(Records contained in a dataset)

++++++

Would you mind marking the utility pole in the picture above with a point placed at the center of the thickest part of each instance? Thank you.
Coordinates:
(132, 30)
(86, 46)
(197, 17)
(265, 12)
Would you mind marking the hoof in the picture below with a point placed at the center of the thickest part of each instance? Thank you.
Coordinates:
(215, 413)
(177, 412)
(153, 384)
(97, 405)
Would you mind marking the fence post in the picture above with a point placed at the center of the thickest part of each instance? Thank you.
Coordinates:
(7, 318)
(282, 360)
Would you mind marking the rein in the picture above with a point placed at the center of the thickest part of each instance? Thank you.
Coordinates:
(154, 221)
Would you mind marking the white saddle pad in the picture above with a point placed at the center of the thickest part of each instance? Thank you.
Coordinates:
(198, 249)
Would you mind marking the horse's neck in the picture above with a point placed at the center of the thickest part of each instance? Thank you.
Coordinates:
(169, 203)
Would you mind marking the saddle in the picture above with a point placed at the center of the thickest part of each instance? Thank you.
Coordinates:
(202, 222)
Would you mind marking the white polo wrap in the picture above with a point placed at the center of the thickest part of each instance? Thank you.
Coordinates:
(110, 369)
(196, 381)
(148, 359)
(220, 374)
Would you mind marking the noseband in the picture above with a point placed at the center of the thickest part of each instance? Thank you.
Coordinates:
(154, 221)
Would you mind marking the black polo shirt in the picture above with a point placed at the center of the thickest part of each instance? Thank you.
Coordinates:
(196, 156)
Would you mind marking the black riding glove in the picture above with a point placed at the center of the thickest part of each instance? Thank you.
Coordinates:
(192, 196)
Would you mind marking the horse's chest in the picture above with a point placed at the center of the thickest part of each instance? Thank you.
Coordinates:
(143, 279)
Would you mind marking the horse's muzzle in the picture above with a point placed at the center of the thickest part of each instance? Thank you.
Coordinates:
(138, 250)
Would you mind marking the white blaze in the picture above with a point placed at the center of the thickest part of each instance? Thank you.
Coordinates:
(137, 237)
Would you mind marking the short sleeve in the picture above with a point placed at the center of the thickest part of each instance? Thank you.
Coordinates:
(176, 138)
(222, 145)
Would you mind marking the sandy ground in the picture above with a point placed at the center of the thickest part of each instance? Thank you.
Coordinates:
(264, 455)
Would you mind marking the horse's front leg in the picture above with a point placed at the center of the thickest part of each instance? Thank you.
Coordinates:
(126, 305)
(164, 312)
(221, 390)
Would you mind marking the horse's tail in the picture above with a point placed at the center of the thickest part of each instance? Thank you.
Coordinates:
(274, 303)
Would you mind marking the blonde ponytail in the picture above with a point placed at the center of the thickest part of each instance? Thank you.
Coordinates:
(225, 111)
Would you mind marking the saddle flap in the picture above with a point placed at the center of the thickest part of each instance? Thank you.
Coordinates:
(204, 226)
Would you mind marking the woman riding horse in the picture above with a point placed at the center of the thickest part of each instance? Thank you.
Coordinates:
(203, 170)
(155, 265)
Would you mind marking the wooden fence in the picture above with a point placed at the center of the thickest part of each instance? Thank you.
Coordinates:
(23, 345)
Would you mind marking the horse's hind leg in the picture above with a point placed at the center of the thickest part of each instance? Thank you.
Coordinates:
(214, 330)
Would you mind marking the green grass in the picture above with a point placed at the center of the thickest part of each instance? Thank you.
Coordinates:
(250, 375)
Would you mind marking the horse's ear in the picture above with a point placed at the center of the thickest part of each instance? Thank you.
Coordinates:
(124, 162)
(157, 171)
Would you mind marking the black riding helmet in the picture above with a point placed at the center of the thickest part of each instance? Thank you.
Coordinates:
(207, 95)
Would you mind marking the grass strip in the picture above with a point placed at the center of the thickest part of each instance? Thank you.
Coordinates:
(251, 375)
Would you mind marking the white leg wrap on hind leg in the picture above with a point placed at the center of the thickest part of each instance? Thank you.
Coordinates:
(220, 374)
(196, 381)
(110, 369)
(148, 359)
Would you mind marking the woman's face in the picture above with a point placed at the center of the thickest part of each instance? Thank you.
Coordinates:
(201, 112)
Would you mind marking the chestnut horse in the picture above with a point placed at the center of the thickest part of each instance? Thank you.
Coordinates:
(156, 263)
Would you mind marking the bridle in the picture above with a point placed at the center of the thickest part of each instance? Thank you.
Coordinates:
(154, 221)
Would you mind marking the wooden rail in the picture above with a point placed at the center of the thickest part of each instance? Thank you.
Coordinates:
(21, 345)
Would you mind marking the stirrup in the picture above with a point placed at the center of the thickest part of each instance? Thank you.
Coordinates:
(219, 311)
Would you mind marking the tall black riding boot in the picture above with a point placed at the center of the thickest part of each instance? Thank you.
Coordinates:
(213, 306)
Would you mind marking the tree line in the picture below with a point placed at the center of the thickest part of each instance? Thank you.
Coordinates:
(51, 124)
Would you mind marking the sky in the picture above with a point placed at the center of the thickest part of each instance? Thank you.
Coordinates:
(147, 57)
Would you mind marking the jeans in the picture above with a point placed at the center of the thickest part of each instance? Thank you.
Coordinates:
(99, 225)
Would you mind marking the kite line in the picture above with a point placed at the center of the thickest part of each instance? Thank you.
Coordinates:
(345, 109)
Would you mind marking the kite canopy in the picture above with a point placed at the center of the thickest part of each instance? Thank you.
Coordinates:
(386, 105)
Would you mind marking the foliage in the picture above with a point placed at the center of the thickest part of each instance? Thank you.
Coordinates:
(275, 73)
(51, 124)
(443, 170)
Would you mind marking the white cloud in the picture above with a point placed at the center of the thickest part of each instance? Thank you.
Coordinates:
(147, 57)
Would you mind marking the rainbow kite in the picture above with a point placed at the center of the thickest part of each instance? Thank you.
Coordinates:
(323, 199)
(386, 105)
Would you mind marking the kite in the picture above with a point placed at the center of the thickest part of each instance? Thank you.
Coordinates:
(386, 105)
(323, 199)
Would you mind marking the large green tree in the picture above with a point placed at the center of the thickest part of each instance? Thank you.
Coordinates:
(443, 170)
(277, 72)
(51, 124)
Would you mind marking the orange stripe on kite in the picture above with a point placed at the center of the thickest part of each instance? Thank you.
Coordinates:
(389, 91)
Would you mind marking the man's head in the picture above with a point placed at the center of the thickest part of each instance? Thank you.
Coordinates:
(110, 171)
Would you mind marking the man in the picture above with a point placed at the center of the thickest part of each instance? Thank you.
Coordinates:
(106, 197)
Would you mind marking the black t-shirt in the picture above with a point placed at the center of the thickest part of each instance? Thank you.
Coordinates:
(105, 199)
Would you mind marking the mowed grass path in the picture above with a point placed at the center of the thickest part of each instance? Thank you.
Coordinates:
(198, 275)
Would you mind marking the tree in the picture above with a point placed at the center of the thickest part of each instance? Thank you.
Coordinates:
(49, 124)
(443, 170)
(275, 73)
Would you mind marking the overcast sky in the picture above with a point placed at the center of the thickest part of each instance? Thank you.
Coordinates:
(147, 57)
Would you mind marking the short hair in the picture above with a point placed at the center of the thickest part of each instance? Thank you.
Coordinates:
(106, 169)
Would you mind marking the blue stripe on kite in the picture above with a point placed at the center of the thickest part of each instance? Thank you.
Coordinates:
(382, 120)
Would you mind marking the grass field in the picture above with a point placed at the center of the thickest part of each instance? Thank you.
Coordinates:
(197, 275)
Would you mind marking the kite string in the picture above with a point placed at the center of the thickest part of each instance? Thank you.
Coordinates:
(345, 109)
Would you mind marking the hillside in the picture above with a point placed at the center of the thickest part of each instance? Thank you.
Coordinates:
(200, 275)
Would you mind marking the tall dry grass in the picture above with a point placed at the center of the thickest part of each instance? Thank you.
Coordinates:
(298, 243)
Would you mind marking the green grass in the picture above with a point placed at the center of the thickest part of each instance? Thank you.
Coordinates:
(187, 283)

++++++

[STATED EXERCISE] Quote only the lines from the line containing "Would you mind marking the blue" through the end of the entries, keeping the first and the last.

[THE ANSWER]
Would you mind marking the blue stripe on kite in the picture above with a point placed at the center of the thickest part of each instance? Thank you.
Coordinates:
(382, 120)
Would you mind marking the grass field in the picture above with a point placed at the center of the thickest part of each instance? Thank you.
Coordinates:
(197, 275)
Would you mind marking the kite string in the picture above with a point placed at the center of the thickest part of each instance? Thank you.
Coordinates:
(345, 109)
Would you mind marking the hillside in the picture above with a point placed at the center of the thickest part of each instance? Thank you.
Coordinates:
(200, 275)
Would you mind marking the tall dry grass in the picture above with a point placed at the center of the thickest part of each instance? Thank you.
Coordinates:
(298, 243)
Would you mind marking the green grass in the picture above with a point placed at the center of the thickest part of each instance? Thank you.
Coordinates:
(187, 283)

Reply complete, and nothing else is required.